YOUR TASK:
Set down each entry from the block beneath, exactly as written.

LISTING:

[START]

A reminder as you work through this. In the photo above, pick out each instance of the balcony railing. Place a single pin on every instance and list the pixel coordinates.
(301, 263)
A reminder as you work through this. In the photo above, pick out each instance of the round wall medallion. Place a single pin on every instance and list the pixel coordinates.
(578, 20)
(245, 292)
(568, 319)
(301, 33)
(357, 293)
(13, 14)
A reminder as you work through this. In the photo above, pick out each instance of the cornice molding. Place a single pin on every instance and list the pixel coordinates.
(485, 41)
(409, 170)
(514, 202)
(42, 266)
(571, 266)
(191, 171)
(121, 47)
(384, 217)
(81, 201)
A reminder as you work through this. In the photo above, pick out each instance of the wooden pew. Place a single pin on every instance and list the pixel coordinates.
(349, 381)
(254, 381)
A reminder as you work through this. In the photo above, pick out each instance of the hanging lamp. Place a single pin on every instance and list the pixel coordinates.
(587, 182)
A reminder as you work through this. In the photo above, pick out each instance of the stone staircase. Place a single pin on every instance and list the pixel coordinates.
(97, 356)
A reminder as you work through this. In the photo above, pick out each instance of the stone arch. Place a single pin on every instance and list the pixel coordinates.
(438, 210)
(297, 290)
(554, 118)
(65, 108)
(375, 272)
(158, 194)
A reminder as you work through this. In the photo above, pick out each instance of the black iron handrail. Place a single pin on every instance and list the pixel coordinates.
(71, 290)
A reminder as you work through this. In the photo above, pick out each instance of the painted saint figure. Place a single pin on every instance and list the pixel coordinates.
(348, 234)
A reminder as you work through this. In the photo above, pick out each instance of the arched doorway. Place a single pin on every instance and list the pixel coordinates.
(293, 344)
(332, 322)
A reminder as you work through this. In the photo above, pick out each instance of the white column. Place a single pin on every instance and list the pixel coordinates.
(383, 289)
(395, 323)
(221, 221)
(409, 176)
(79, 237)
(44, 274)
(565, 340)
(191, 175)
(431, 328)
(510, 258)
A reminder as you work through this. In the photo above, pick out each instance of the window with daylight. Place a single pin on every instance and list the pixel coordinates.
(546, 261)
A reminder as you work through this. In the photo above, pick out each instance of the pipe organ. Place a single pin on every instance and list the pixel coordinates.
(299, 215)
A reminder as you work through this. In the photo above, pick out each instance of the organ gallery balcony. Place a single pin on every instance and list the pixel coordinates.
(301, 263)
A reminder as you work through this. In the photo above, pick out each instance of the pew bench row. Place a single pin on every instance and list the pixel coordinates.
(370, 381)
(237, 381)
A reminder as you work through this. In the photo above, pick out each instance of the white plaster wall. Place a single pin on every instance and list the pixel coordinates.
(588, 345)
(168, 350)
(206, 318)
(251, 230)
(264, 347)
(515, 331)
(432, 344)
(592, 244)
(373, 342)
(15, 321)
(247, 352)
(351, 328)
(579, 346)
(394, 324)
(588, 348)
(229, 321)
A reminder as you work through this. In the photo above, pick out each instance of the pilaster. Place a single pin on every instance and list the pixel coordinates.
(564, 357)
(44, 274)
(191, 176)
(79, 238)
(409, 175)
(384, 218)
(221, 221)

[END]

REPLY:
A reminder as you work through this. In the photo above, pick out each instance of the balcony railing. Place a single pin on every instance and list the pixel coordinates.
(301, 263)
A reminder as you work through this. In the photo above, pick out each instance of the round wall medallion. Place a single pin on every instance and list the pixel coordinates.
(578, 20)
(245, 292)
(568, 319)
(301, 33)
(357, 293)
(13, 14)
A reminder as you work through this. In the photo above, pick out each instance of the cornice molding. Place a single pin on every instance and list the pixel coordinates.
(485, 41)
(409, 170)
(514, 202)
(42, 266)
(571, 266)
(191, 171)
(121, 47)
(384, 217)
(81, 201)
A reminder as you work through this. In the photo above, pick out each instance of the wooden pew. Place a single pin on every instance and list the pixel coordinates.
(349, 381)
(254, 381)
A reminder as you work through this. In the photo above, pick out each instance of the hanging lamp. Place a single pin on every instance and list the pixel coordinates.
(587, 182)
A reminder as you work through this. In the photo above, pick out each instance of the stone staircase. Place a single pin on every instance and list the pixel coordinates.
(97, 356)
A reminder as you work through this. In the photo above, pick out each instance of the stone arch. Place a single pin on every instance and list the pixel coordinates.
(438, 210)
(297, 290)
(554, 118)
(65, 108)
(375, 272)
(158, 194)
A reminder as you work through this. In the photo above, pick out each instance of the black iron handrail. Place a single pin on every instance and list the pixel coordinates.
(71, 290)
A reminder as you work through this. In the photo above, pick out each instance of the painted saint figure. Place a single pin on every instance and list the pixel coordinates.
(348, 234)
A reminder as you work through this. In the photo above, pick out each instance of the arched doorway. Place a single pin on every instance and list the pixel coordinates.
(293, 344)
(332, 322)
A reminder as you work through this. In the photo above, pick out each instance of the white column. Place a single pin on every instance and list the pixel coordinates.
(383, 289)
(395, 323)
(221, 221)
(409, 176)
(79, 237)
(44, 274)
(565, 340)
(191, 175)
(431, 328)
(510, 258)
A reminder as you work through this. In the photo above, pick out each instance of the window with daylight. Place a single pin on every instance and list the pixel coordinates.
(546, 261)
A reminder as you work through this. In the photo above, pick out each instance of the pipe organ. Place a single pin on every instance and list the pixel coordinates.
(299, 215)
A reminder as you work through this. In the photo above, pick out each instance of the organ gallery balcony. Place a single pin on every instance and list the pixel coordinates.
(301, 263)
A reminder as you work through this. In the photo above, pick out each instance of the pew bench row. Place a single pin on every instance and list the pixel coordinates.
(370, 381)
(237, 381)
A reminder as you work through this. In the photo above, pick out each instance of the white plaster wall. Place a single pin on every instance and list the pixel coordinates.
(588, 345)
(168, 350)
(206, 318)
(251, 230)
(264, 347)
(515, 331)
(432, 344)
(592, 244)
(373, 342)
(15, 321)
(247, 352)
(351, 328)
(579, 346)
(394, 324)
(588, 348)
(229, 321)
A reminder as you work through this. In the photo above, pick out each instance of the pilaster. Place a single pin on every instance and list the pixel coordinates.
(564, 357)
(44, 274)
(191, 176)
(79, 238)
(409, 175)
(384, 218)
(221, 221)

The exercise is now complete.